Carry on the forum thread about the death of a backyard chicken from the point where it stops.

• [TEXT SEGMENT]

— Start —

ETA. I just went out and added ice to one of the waterers and collected eggs from yesterday and today. There were two different maran eggs, so she laid an egg on her last day with us. What a good girl all the way to her too soon end!


----------



## Vita (Sep 23, 2017)

Sorry about your chicken. It may sound strange to some, but I always wished I could live in a semi-rural area with a nature-loving husband, bunch of kids, dogs, and chickens for fresh eggs and a flower and vegetable garden. Got some of what I wanted in life but not all, that's how it goes. When the time comes that I'm financially able to retire, I def want to move out of the city near my brother.


----------



## MollyMuiMa (Oct 13, 2012)

How sad! I'm sorry you lost her! Yeah you can get attached to birds just as much as a dog, and some people don't understand how losing an animal, ANY animal hurts! 

I sometimes would do a necropsy when I found a parrot had died after seemly being healthy and sometimes with the females it was being 'egg bound' that caused it's demise.


----------



## Mfmst (Jun 18, 2014)

That is so sad. R.I.P. Hannah.


----------



## Asta's Mom (Aug 20, 2014)

So sorry of your loss of Hannah - she was a beautiful bird. How cool to have found the last egg. ((HUGS)) to you.


----------



## Skylar (Jul 29, 2016)

I’m so sorry. That is so sad. She was a sweet chicken.


----------



## spicandspan (Apr 21, 2018)

Sorry to hear about your chicken, Catherine. Sometimes the weather takes us by surprise. Years ago my family's pot bellied pig passed away during a cold snap.


----------



## Streetcar (Apr 13, 2014)

I'm so sorry for your loss, and what a poignant find in her last egg, Lily CD RE. Your sweet girl is happily pecking around at the Bridge now.


----------



## lily cd re (Jul 23, 2012)

— End —

• [LISTED RECORDS]
— Start —

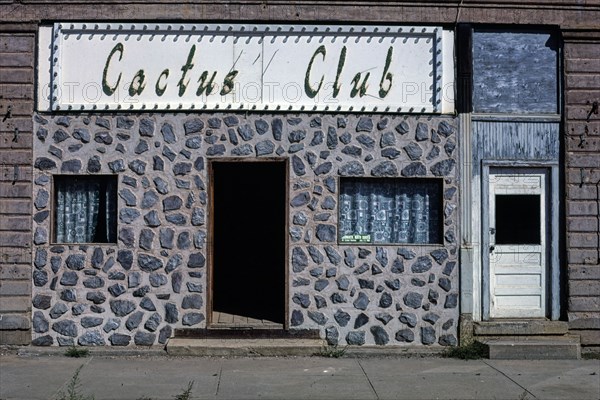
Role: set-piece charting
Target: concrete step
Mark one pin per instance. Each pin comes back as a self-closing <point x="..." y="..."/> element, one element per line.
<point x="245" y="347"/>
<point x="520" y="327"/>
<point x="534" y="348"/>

— End —
— Start —

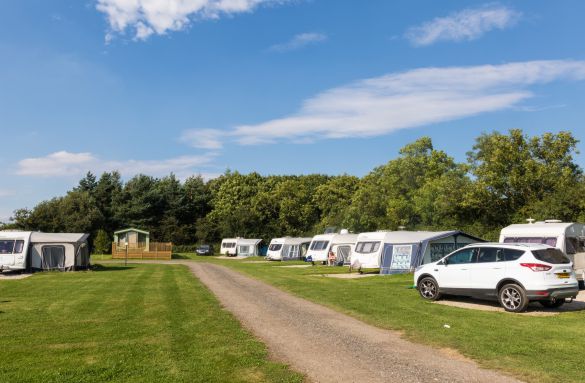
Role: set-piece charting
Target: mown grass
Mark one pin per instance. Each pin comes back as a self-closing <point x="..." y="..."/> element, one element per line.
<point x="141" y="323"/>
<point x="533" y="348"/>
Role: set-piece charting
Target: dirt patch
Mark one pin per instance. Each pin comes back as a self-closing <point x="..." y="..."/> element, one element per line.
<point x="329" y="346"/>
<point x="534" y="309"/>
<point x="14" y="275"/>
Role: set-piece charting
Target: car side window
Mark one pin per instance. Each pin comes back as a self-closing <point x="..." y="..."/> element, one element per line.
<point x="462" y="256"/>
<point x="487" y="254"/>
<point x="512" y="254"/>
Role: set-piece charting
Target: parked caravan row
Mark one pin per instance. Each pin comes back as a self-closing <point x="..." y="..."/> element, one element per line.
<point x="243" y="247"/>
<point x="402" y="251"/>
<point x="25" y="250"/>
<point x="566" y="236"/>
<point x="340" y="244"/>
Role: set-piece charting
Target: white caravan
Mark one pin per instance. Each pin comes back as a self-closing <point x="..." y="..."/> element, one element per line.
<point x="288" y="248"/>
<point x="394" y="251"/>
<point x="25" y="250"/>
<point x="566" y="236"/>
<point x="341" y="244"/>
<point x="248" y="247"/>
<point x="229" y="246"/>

— End —

• [RESULT OF THE TASK]
Molly I know about egg binding and think that it is what took Salome last year, but I think Hannah went because of the heat since she had been laying well, including the day before she died. It is too hot to dig a hole today, but I will tomorrow or Saturday and have a little final goodbye before returning her to the earth.


----------



## Dogs4Life (May 27, 2018)

I have had birds, so I know how a person can come to love a pet bird just like a dog. She truly was very beautiful. You did your best to take care of her, and I am so very sorry for your loss.


----------



## Click-N-Treat (Nov 9, 2015)

I'm sorry for your loss. Gentle hugs.


----------



## mashaphan (Sep 4, 2014)

:chicken::Cry: Very sad; so young . Lovely girl. Our condolences,Catherine et al. Do the other girls look for her?

Martha


----------



## lily cd re (Jul 23, 2012)

Martha, I think her "sister" Miriam looks for her. I suppose they have some level of breed recognition the way dogs do and now Miriam is the only one of her kind. 



Now, I am not the sort of person who posts pictures of my plates of food on Instagram or FB, but I did make an omelette for lunch using Hannah's last eggs plus some broccoli, cheddar cheese and cayenne pepper (like spicey eggs). Here it is. It was delicious but a little bittersweet.


----------



## snow0160 (Sep 20, 2016)

Aww.. maybe you can get a new chick. I’m sorry for your loss.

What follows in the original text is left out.